#### INFORMATION SHOWN
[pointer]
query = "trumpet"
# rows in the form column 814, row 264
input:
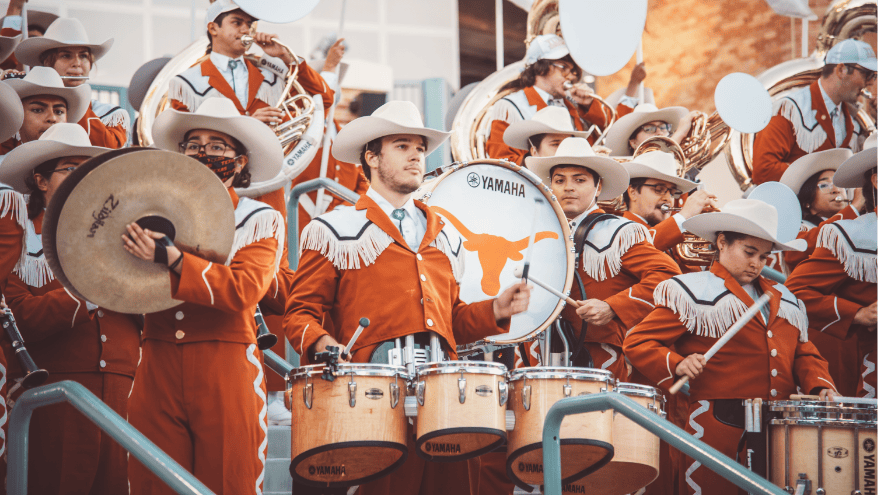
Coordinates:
column 299, row 108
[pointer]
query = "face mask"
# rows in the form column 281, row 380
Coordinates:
column 222, row 166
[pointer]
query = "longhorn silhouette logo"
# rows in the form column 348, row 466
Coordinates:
column 493, row 251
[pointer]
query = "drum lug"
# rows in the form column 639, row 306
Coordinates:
column 394, row 395
column 420, row 392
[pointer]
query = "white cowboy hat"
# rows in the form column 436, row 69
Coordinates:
column 850, row 173
column 65, row 32
column 59, row 141
column 45, row 81
column 578, row 153
column 393, row 117
column 746, row 216
column 7, row 45
column 658, row 165
column 219, row 114
column 550, row 120
column 11, row 112
column 620, row 132
column 802, row 169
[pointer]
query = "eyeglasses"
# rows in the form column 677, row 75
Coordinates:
column 662, row 190
column 210, row 149
column 652, row 129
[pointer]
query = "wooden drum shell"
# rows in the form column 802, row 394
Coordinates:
column 336, row 445
column 586, row 439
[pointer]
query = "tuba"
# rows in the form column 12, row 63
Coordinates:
column 469, row 131
column 843, row 19
column 300, row 134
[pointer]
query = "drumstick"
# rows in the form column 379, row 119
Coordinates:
column 364, row 322
column 518, row 272
column 532, row 240
column 745, row 318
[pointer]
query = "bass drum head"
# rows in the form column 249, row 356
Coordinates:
column 490, row 203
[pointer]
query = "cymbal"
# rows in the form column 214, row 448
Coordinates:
column 161, row 190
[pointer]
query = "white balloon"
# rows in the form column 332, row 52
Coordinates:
column 602, row 35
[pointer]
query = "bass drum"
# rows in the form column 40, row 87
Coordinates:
column 491, row 204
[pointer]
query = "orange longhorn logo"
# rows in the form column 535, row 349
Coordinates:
column 493, row 251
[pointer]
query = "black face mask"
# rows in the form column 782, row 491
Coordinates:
column 222, row 166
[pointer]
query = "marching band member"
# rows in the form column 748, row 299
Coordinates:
column 548, row 66
column 389, row 259
column 72, row 338
column 648, row 121
column 767, row 359
column 618, row 265
column 65, row 48
column 541, row 135
column 839, row 282
column 200, row 358
column 46, row 102
column 818, row 117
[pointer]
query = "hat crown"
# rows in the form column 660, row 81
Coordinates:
column 67, row 30
column 69, row 134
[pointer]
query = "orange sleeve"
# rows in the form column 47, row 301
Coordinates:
column 40, row 317
column 815, row 282
column 648, row 346
column 234, row 288
column 650, row 267
column 497, row 149
column 771, row 150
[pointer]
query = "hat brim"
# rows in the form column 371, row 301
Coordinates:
column 8, row 45
column 11, row 111
column 620, row 132
column 850, row 173
column 518, row 134
column 614, row 177
column 78, row 99
column 708, row 225
column 639, row 170
column 28, row 51
column 21, row 161
column 349, row 142
column 264, row 152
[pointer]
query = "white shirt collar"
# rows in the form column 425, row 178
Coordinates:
column 222, row 61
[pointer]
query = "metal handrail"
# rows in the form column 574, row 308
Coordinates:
column 293, row 210
column 709, row 457
column 160, row 463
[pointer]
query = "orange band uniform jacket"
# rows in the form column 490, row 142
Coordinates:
column 800, row 125
column 523, row 105
column 762, row 361
column 354, row 263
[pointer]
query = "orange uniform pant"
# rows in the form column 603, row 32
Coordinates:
column 204, row 405
column 68, row 454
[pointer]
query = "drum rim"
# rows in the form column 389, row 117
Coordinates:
column 552, row 372
column 565, row 229
column 358, row 369
column 455, row 367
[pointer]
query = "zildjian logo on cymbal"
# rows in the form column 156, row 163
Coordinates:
column 494, row 251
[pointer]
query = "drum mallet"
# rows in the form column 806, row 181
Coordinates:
column 519, row 270
column 745, row 318
column 364, row 322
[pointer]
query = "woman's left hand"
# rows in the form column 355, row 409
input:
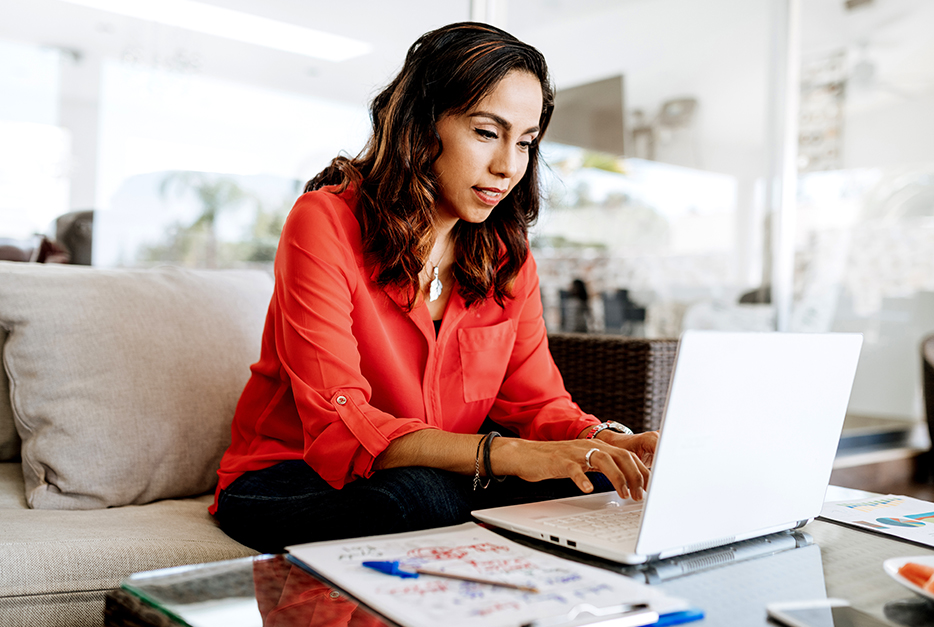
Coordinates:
column 641, row 444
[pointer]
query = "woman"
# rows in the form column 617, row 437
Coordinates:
column 406, row 311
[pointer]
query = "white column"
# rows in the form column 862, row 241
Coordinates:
column 79, row 114
column 783, row 167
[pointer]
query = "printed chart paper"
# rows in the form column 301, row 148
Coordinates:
column 900, row 516
column 470, row 550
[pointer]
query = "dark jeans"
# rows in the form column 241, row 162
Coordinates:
column 289, row 503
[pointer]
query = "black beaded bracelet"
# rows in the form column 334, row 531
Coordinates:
column 476, row 465
column 484, row 445
column 487, row 466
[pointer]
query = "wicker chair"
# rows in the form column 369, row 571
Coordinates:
column 616, row 378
########
YOUR ASSIGNMENT: Across the entries above, how many lines include the word "cymbal"? Give only the number.

SOLVED EXERCISE: 2